EXERCISE BRIEF »
Could you print the full listing below, keeping each line identical?

[PROVIDED ENTRIES Boundary: Start]

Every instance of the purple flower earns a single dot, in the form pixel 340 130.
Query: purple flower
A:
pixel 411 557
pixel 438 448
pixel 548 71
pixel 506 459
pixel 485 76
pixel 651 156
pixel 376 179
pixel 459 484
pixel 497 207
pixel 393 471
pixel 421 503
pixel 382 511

[PROVIDED ENTRIES Boundary: End]

RESULT BELOW »
Every instance of the purple flower earns a single dot, in the form pixel 340 130.
Query: purple flower
A:
pixel 411 557
pixel 438 448
pixel 548 71
pixel 506 459
pixel 485 76
pixel 651 156
pixel 376 179
pixel 459 484
pixel 497 207
pixel 393 471
pixel 421 503
pixel 382 511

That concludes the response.